■ Goal 1: List every person who speaks in the hearing transcript.
■ Goal 2:
Answer these questions from the hearing transcript:
(a) According to the Chairman, what are Senators in Congress to look after?
(b) How does Mr. Marshall answer when asked whether a protected industry has raised wages in this country?
(c) To what does the Chairman compare wages when asking whether they get to a level?
■ Goal 3: Reproduce the stretch of the hearing transcript from "Mr. MARSHALL. I do" through "by artificial means.".

-- start Text provided --

Mr. MARSHALL. I presume that Mr. Rice would vote in the interest of his constituents; but, with all due deference to Mr. Rice's action in the matter, I should not conceive it to be in the interest of the nation at large.

The CHAIRMAN. But he is not sent to Congress to look after the interest of the nation at large, but after the interest of his own district. Senators are in Congress to look after the interest of their States. Who there is there to look after the interests of the people at large I have never been able to find out.

Mr. MARSHALL. In other words, the forty millions of people are not represented? The CHAIRMAN. There are a few gentlemen in Congress who try to be statesmen, but they get so unpopular in their own districts that they cannot be sent back to Congress. I merely state this to show you the practical difficulties in the way. Mr. RICE. It will depend upon which way most of the districts go.

Mr. MARSHALL. It seems to me that under our present system it would turn on that result.

The CHAIRMAN. Do you think that a protected industry tends to raise the wages of labor employed in it?

Mr. MARSHALL. I think it may for a time.

The CHAIRMAN. It has had that effect in this country?

Mr. MARSHALL. Yes; temporarily.

The CHAIRMAN. If that is so do you think that there can be higher rates of wages in a country, as a permanent thing, in one branch of industry than there can be in any other branch? Do not wages, like water, get to a level?

Mr. MARSHALL. I think so.

The CHAIRMAN. Then how can it be that the persons engaged in non-protected industries would get less compensation for their labor than those engaged in protected industries, if wages equalize themselves? Why do the higher rates of wages not extend to the persons employed in the non-protected industries? And if they do, how do these persons support those engaged in protected industries at a cost to themselves? Mr. MARSHALL. They support the others in paying the enhanced price of the products of protected industries.

The CHAIRMAN. But they get more wages themselves, and the purchasing power of their wages is not changed.

Mr. MARSHALL. The non-protected elements of the community pay a correspondingly higher price for the products of protected industries in consequence of that protection.

The CHAIRMAN. But they get a correspondingly higher rate of wages themselves. Mr. MARSHALL. Who do?

The CHAIRMAN. Those in the non-protected industries. Do they not get the same rates of wages as those in the protected industries?

Mr. MARSHALL. They do not.

The CHAIRMAN. Then you have a state of things by which some people in the community get permanently better wages than others?

Mr. MARSHALL. I do not say permanently, because the tendency of wages is to equalize themselves unless that tendency is obstructed by artificial means.

The CHAIRMAN. Suppose the wages paid to workers in iron and cotton factories are greater than the wages paid on farms; do not the men on farms rush to the towns and seek employment at the factories; and, in that way, do not wages come on a uniform level?

-- end Text provided --
-- start Extracted material --

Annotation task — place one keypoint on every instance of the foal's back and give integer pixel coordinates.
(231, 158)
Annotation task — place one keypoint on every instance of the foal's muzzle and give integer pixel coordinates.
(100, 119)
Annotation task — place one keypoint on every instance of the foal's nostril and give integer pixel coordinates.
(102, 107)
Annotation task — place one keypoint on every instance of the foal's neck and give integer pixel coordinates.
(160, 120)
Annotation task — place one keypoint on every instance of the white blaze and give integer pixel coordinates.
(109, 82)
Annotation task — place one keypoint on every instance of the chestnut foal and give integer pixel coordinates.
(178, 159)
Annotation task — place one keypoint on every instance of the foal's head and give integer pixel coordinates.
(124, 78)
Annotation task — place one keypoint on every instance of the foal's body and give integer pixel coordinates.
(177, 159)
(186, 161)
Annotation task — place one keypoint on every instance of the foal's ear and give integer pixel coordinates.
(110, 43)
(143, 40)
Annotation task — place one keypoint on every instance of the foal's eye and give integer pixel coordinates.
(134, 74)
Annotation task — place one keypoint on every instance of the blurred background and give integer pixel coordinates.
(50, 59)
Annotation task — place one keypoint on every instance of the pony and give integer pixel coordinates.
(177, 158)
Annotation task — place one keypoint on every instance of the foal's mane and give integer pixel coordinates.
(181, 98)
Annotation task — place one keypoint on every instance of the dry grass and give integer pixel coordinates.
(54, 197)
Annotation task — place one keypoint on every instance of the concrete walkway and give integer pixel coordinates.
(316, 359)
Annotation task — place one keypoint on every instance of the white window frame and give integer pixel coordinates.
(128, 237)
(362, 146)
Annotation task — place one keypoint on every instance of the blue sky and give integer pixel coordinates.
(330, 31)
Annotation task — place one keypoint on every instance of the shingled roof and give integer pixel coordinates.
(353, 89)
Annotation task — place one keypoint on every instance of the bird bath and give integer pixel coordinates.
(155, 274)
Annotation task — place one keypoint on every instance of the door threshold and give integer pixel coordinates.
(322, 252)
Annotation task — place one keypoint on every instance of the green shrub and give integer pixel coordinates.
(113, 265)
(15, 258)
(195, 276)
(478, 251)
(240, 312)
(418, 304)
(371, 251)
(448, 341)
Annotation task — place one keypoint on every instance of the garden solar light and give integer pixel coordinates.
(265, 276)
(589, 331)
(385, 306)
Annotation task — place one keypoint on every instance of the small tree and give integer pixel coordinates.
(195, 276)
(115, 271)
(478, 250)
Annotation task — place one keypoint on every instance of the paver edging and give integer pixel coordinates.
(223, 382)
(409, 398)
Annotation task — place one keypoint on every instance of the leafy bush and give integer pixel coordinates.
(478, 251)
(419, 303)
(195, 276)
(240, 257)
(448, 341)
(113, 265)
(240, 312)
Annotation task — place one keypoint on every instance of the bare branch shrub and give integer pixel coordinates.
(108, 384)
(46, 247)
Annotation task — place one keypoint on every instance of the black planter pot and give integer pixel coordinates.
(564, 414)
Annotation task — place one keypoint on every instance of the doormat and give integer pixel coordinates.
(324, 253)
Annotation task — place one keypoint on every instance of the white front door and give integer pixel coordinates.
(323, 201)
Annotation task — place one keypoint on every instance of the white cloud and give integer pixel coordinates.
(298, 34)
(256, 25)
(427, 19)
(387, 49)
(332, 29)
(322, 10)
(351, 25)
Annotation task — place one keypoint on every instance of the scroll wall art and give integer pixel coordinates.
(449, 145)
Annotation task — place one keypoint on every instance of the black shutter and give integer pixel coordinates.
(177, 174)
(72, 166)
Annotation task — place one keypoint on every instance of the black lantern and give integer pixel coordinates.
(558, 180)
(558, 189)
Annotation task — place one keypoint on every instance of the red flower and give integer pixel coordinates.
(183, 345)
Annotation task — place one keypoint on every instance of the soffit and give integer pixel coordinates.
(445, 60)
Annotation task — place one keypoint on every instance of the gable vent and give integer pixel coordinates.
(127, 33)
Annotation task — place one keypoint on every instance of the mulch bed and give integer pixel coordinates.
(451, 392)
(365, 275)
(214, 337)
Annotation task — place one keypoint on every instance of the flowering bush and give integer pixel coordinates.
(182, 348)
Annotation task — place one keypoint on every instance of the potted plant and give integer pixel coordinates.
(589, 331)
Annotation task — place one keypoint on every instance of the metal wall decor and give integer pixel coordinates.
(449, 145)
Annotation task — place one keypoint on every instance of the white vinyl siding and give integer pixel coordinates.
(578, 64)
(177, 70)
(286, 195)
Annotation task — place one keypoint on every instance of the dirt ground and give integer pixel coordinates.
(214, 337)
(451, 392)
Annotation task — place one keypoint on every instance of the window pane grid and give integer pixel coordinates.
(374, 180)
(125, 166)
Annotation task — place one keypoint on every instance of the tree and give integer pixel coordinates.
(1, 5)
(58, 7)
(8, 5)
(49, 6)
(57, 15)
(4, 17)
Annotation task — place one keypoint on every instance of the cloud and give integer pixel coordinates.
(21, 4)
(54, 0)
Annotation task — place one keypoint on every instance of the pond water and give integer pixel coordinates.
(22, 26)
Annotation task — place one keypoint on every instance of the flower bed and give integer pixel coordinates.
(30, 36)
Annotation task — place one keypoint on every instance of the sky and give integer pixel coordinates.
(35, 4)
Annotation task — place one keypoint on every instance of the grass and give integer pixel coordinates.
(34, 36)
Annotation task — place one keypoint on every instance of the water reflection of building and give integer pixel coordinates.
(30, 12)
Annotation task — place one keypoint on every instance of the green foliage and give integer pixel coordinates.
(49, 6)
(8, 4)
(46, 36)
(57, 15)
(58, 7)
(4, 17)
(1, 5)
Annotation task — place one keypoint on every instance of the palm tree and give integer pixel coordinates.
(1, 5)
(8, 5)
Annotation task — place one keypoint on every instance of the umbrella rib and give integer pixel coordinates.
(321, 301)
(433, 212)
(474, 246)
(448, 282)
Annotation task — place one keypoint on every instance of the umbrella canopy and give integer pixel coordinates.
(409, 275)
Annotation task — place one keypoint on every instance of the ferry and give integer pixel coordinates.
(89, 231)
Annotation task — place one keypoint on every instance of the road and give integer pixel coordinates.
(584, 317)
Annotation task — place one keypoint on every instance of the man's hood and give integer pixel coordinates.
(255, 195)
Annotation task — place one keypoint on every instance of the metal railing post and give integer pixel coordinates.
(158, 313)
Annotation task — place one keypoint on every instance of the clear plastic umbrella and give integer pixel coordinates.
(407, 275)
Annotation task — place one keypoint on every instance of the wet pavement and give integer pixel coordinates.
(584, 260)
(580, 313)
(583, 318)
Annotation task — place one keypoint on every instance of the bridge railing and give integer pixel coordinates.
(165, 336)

-- end Extracted material --

■ Written reply 1:
Mr. Marshall
The Chairman
Mr. Rice

■ Written reply 2:
(a) The interest of their States.
(b) "Yes; temporarily."
(c) Water.

■ Written reply 3:
Mr. MARSHALL. I do not say permanently, because the tendency of wages is to equalize themselves unless that tendency is obstructed by artificial means.